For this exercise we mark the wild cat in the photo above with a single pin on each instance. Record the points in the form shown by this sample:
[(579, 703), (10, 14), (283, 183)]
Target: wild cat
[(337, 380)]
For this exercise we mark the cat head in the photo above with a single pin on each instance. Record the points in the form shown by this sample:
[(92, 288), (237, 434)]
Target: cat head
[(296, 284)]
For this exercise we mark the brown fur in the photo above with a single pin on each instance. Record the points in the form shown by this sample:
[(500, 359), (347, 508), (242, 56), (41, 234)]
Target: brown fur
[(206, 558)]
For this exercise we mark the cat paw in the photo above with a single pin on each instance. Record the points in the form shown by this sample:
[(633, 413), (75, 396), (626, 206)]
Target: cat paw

...

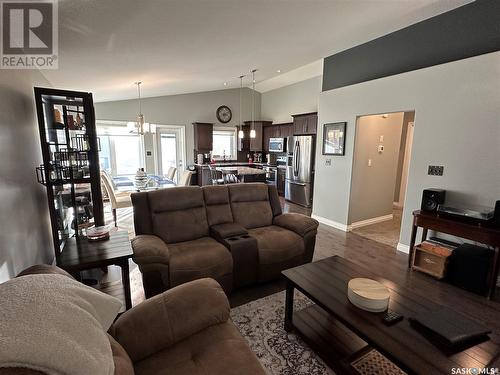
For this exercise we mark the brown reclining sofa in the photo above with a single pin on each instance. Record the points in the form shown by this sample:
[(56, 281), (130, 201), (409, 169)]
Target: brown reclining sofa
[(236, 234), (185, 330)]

### [TASK TO COMPLETE]
Considering only the material above, set down every line from the one with "[(92, 288), (237, 434)]" to the one with "Target: cat paw", inclusive, exactly as written.

### [ANSWER TO THIS EXERCISE]
[(92, 288), (237, 434)]
Target: cat head
[(296, 284)]
For this exercise we mark the brown fur in the photo above with a single pin on each instance. Record the points in the form shown by this sample:
[(500, 359), (347, 508), (242, 56), (41, 234)]
Target: brown fur
[(206, 558)]
For this exercise we mark the cat paw in the photo above with a single pin on each instance. Record the points in the form shown by this sample:
[(633, 413), (75, 396), (626, 206)]
Target: cat paw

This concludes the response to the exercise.